Task item: What you produce should be every line from the data that includes "then".

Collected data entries
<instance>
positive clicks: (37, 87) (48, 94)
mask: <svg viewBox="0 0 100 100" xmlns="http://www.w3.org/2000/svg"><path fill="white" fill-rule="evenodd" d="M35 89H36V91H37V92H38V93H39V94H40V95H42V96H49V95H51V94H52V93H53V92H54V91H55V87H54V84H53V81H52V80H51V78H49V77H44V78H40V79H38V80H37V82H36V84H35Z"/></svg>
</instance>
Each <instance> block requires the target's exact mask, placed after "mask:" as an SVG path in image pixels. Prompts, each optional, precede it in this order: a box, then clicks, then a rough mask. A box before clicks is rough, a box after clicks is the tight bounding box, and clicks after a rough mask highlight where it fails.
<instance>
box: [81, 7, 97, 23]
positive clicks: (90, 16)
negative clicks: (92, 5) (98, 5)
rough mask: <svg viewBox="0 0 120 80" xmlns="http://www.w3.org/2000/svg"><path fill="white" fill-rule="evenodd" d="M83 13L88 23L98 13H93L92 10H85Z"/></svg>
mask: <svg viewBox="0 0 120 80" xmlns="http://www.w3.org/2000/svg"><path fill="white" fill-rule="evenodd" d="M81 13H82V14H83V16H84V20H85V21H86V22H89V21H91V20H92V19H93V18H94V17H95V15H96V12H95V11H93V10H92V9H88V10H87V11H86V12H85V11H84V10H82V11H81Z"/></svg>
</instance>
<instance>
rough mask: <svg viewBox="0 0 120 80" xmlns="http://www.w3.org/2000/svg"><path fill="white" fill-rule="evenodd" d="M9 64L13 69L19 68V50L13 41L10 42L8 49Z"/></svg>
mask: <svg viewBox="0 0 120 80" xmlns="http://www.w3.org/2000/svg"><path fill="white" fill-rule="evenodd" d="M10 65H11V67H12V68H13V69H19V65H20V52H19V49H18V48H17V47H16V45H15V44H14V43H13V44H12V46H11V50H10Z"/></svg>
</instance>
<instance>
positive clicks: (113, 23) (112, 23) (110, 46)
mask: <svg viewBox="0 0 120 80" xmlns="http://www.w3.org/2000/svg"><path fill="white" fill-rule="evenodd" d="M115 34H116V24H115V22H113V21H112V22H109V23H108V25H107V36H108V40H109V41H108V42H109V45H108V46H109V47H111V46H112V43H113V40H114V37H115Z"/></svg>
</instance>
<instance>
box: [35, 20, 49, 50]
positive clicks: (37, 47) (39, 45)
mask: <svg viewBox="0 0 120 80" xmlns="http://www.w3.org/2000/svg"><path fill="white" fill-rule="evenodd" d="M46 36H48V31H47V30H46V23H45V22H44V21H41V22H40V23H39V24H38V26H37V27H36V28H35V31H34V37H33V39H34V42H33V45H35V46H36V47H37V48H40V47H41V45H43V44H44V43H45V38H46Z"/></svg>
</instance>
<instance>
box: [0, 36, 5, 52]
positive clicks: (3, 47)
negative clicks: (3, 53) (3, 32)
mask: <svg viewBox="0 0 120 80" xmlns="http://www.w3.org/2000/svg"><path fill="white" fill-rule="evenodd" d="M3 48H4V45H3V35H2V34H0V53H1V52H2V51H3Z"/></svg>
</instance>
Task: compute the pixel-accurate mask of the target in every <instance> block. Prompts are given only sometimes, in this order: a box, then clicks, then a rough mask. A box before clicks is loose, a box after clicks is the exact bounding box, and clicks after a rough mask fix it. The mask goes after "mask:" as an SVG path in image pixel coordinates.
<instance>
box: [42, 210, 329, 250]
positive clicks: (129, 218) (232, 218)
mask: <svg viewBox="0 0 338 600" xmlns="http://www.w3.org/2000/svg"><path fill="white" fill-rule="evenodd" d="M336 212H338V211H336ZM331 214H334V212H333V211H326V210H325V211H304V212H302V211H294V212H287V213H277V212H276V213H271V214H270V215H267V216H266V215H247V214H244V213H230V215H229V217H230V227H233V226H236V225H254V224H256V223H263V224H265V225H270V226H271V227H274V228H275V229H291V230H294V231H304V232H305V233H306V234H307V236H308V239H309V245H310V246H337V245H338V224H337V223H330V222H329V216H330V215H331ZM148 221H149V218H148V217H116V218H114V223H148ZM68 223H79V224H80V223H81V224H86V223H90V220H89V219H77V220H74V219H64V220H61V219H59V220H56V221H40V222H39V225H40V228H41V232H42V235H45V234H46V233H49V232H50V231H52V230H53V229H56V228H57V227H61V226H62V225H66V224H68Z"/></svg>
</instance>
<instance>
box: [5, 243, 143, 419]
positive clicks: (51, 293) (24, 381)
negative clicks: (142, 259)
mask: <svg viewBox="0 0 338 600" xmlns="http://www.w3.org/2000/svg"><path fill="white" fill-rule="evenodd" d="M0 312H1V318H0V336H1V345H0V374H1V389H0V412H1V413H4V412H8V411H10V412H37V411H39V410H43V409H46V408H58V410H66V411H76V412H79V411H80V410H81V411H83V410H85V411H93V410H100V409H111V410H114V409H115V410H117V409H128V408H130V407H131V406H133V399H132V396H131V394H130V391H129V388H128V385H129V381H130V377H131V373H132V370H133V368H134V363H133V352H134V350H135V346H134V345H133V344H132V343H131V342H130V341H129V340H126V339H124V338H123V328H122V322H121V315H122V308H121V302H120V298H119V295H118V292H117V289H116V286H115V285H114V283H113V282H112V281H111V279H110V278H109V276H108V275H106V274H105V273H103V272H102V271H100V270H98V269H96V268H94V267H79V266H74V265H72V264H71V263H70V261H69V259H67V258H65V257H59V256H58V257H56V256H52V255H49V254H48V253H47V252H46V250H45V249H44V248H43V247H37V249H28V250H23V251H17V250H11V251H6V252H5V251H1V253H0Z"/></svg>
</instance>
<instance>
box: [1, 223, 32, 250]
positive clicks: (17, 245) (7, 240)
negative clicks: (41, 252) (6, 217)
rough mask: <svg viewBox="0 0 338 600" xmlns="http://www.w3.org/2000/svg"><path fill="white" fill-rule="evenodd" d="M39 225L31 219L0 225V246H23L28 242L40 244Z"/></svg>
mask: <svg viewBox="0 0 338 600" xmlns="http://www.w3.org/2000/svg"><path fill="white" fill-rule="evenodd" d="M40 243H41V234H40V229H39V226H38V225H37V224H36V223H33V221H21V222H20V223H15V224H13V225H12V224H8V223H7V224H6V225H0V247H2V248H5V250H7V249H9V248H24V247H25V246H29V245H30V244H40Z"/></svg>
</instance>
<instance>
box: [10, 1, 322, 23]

Answer to the problem:
Each <instance> block requires the target's exact mask, placed after "mask:" as an SVG path in image pixels. Prompts, each optional, precede it in this order: a box, then clicks, then a rough mask. A box before clicks is rough, a box after clicks is the tight bounding box, and clicks after a rough mask highlight where it fails.
Task: compute the pixel-accurate mask of the target in every <instance> block. Prompts are given only sometimes, in this order: a box, then clicks, then a rough mask. A box before clicks is loose, a box after clicks is the exact bounding box, and clicks after a rough mask fix it. The mask goes after "mask:" as an SVG path in image pixel coordinates.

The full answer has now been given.